begin Page text

8.2 Bayes discriminant rule

In the previous section, we implicitly assumed that each subject is equally likely to be from any of the \(g\) populations. This is the simplest case but is an unrealistic assumption in practice.

For example, suppose we want to classify photos on the internet as either being a photo of Bill Evans or not Bill Evans. Most photos on the internet are not of Bill Evans, and so we want to take this into account in the classifier, i.e., we want to take the base rate of occurence of each population into account.

Suppose a priori that the probability an observation is from population \(k\) is \(\pi_k\), with \[\sum_{k=1}^g \pi_k=1.\] Then given a probability model \(f_k(\mathbf x)\) for observations \(\mathbf x\) from population \(k\), our posterior probability for observation \(\mathbf x\) being from population \(k\) is \[{\mathbb{P}}(y=k \mid \mathbf x) = \frac{f_k(\mathbf x)\pi_k}{\sum_{j=1}^g f_j(\mathbf x)\pi_j}\] by Bayes theorem.

Definition 8.2 The Bayes classifier assigns \(\mathbf x\) to the population for which the posterior probability is highest: \[d^{Bayes}(\mathbf x) =\arg \max_k {\mathbb{P}}(y=k \mid \mathbf x).\]

As before, if we assume each population has a multivariate normal distribution, then this simplifies.

end Page text
begin Data extract

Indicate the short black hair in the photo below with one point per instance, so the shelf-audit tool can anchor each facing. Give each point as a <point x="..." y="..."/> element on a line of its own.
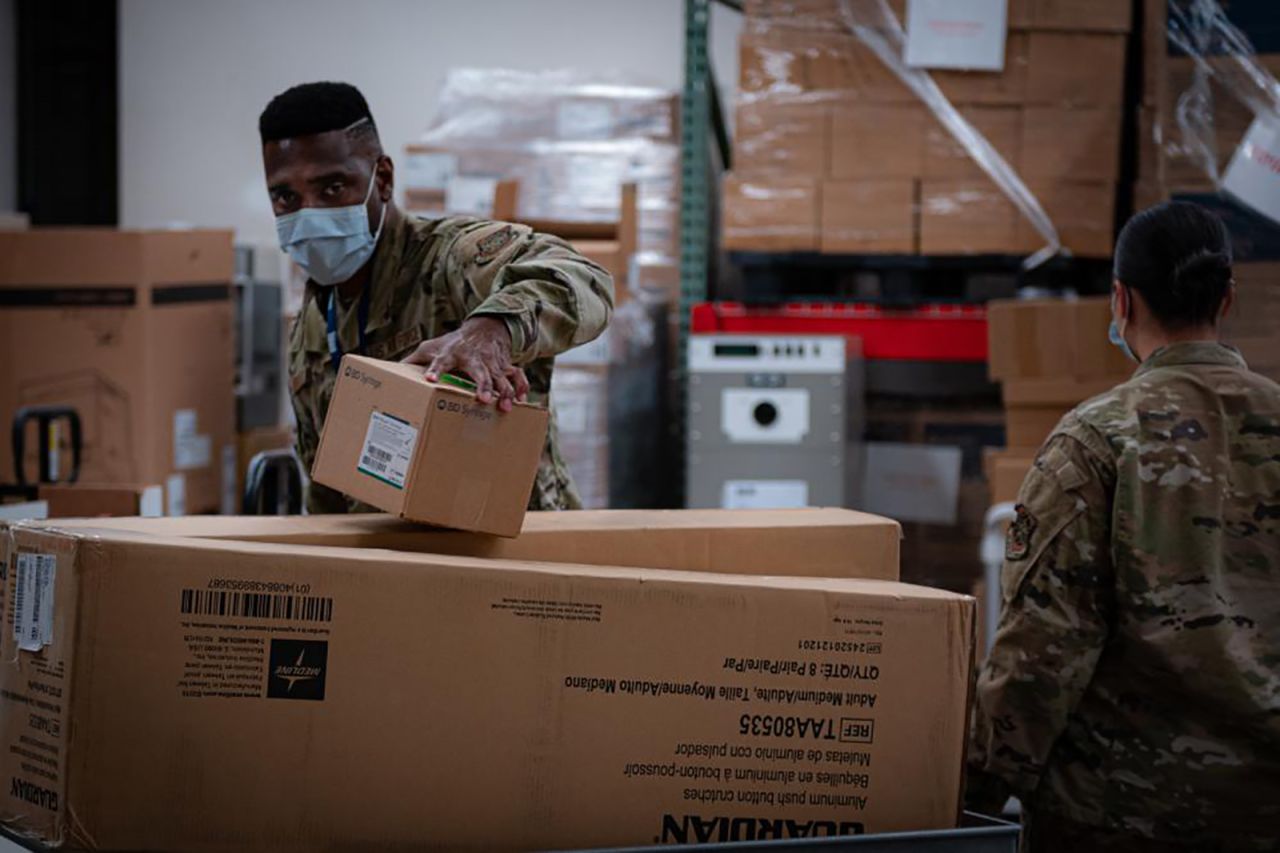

end Data extract

**Task 1:** From the Bayes discriminant rule section, reproduce the passage from "For example, suppose" up to and including "population into account.".
**Task 2:** Based on the Bayes discriminant rule section, decide whether each statement agrees with it. Answer yes or no, and quote the deciding words. (a) Assuming each subject is equally likely to come from any of the populations is called unrealistic in practice. (b) Most photos on the internet are of Bill Evans. (c) The Bayes classifier assigns an observation to the population with the lowest posterior probability.

**Task result 1:**
For example, suppose we want to classify photos on the internet as either being a photo of Bill Evans or not Bill Evans. Most photos on the internet are not of Bill Evans, and so we want to take this into account in the classifier, i.e., we want to take the base rate of occurence of each population into account.

**Task result 2:**
(a) Yes: "This is the simplest case but is an unrealistic assumption in practice."
(b) No: "Most photos on the internet are not of Bill Evans"
(c) No: "the posterior probability is highest"